SET TASKS:
A. In the Foliate discussion, what does one commenter now do with epub files before reading them?
B. Write the next comment in the Foliate discussion, continuing after its final comment.

SOURCE PASSAGE:
┄┄┄┄┄┄┄┄┄┄
I don't normally comment on HN, but this topic is something I've got a strong opinion on.
I use Foliate to read epub's, but I've got one massive peeve with ALL e-readers. I'd really, really like for an option that tells the e-reader not to modify my epub. I don't use annotations, I really don't need the e-reader to bookmark where I've stopped reading.
Hmm, I mostly use Calibre for epub reading, and was not aware of it writes bookmark back to epub itself. Do you mean some e-ink reader updates .epub whenever you add bookmark? That seems an odd implementation.
I'm not sure what gets modified, but I've stopped using the Calibre epub-reader because I found that everytime I've read a book, my rsync backup script found changes in the epub. I once checked in the epub (it's a zipfile after all) and there seems to be an extra file added. Removing that solves the issue. It was a long time ago, I can't remember details.
Now I just copy my epub's to a temporary file before reading.
FWIW, there is a setting to make Calibre's reader to save its bookmarks file outside the epub. I think the setting needed to be set in the reader itself.
Great app, so great that I have reused an huge part of the code base in Arrianna. A KDE/Qt epub reader: https://invent.kde.org/graphics/arianna (the readme is currently empty as I am polishing the library feature)
I got kind of annoyed that the headings are not part of the color schemes, and for me they always stay dark red, which is pretty unreadable in dark themes and looks bad in many light ones.
Foliate is excellent! I even got it working through WSL on Windows. I use it for O’Reilly books and other epub books. It’s much easier to reach books as an epub than a pdf since the text, etc adapt to your screen. The problem was historically that epub viewers were generally bad on desktop.
If anyone is interested in using Foliate through WSL, https://opticos.github.io/openinwsl/ is great - it lets you double-click a file in Windows, then Foliate in WSL2 launches to view it
I took a quick look at the github repository (because I'm on macos), and it looks like it is written in javascript (and xml) using "gjs", which exposes the gnome libraries to javascript. So I think it's a gtk/gnome program, but written in javascript instead of C and using a webkit widget for the book itself.
So you've some kind of problem with the implementation language? Because then you can say the same about any other. "Does it need to be written in Python?" "Does it need to be written in Rust?" What's even the point?
re-read what being discussed, someone said to display epub you need to able to render HTML, I said "but it does NOT need to RUN js". And then you were the person who brought up implementation language which happens to be js, which is irrelevant to the point everyone was making.
The OG comment mentions JS codebase being bundled to a browser engine. Then it's mentioned that it makes sense to do that. And then you specifically asked "does it need a js engine though?". For this specific app, the answer is yes. You cannot open an epub directly on browser and you need to parse it to do that. That somehow for this app is JS. If your question was whether epubs may contain JS then it's wrongly posed.
┄┄┄┄┄┄┄┄┄┄
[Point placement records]
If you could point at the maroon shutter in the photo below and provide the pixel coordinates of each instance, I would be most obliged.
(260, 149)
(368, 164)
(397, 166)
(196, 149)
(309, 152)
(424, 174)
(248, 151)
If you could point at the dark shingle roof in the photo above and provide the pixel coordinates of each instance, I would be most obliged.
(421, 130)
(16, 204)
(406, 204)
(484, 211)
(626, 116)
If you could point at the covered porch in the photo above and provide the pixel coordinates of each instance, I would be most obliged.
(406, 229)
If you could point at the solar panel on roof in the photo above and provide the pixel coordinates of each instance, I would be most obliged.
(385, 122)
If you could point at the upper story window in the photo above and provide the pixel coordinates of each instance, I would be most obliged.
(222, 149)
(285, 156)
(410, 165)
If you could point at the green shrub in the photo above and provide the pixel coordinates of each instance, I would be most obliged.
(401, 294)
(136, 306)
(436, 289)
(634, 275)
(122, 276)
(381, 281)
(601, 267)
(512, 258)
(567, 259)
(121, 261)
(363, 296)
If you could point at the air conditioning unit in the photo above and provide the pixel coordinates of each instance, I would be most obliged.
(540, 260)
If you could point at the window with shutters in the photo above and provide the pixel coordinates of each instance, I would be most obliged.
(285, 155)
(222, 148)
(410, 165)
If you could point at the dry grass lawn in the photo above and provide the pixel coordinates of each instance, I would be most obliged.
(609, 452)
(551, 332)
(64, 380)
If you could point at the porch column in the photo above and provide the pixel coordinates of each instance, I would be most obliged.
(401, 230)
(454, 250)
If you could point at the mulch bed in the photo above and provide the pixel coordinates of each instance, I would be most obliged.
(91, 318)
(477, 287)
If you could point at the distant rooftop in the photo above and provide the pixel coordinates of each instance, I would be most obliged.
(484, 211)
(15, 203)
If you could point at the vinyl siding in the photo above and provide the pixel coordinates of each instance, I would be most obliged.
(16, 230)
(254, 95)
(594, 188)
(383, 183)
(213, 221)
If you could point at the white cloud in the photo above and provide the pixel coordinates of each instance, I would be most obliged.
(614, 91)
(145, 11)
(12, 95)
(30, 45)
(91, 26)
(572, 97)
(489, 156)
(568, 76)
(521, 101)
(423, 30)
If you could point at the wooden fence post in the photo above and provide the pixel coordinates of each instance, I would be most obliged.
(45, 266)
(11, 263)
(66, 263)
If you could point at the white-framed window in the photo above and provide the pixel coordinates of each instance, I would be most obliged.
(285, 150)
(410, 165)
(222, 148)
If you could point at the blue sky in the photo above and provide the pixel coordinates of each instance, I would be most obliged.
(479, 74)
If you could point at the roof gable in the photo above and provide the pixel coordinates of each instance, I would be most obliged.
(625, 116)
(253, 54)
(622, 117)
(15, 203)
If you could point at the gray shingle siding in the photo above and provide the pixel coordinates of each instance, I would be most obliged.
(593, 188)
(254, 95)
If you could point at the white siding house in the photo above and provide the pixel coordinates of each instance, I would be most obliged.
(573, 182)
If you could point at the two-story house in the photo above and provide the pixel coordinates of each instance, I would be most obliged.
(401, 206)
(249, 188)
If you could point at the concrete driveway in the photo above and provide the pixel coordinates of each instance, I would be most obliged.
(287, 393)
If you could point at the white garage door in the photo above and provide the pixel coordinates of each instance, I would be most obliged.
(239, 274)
┄┄┄┄┄┄┄┄┄┄
TASK ANSWERS:
A. The commenter copies the epub files to a temporary file before reading.

B.
It's more like React Native, code in JavaScript but rendered with native components; webkit is for rendering epub view not the entire app.
Most ebook reader apps nowerdays use embed browser to render epub, with the notable exception of some apps on e-ink readers with their own parser and renderer, faster but at cost of maintenance effort and compatibilities.
Apple Books recently got a little worse but it's still the only non-eink way to read ebooks that I find tolerable enough to actually use. There is also a Mac version. Adding an epub to one will sync it to the other, and your reading progress will sync across all device (phone, tablet, computer), if you use iCloud.
Calibre is an e-book management and viewer and editor app with numerous features. Foliate is a minimal (design-wise) viewer with an elementary library. If Calibre works for you then you shouldn't because they aren't really comparable.
- Foliate looks better and is easier to read than Calibre
- Foliate opens the file o ask it to open and that's it, while Calibre starts to browse to all my folders and index every pdf and Epub file accessible from my laptop!
Are you also able to access/browse your Calibre library on your phone? And what about your annotations?
Currently i'm resisting not using annotations, because while i manager books on my laptop, i read them on a e-ink android tablet(Onyx air). I would want my annotations to sync two ways if possible.
Calibre UI is unappealing and too complex. Sometimes you just need a library of books without the clutter. Foliate looks simpler to use, but for some reason it doesn't allow bulk imports.
Can drag-and-drop multiple epubs to library view and will be added (but directories raise an error). Can search 'epub' on file manager instead if files are spread in subdirectories.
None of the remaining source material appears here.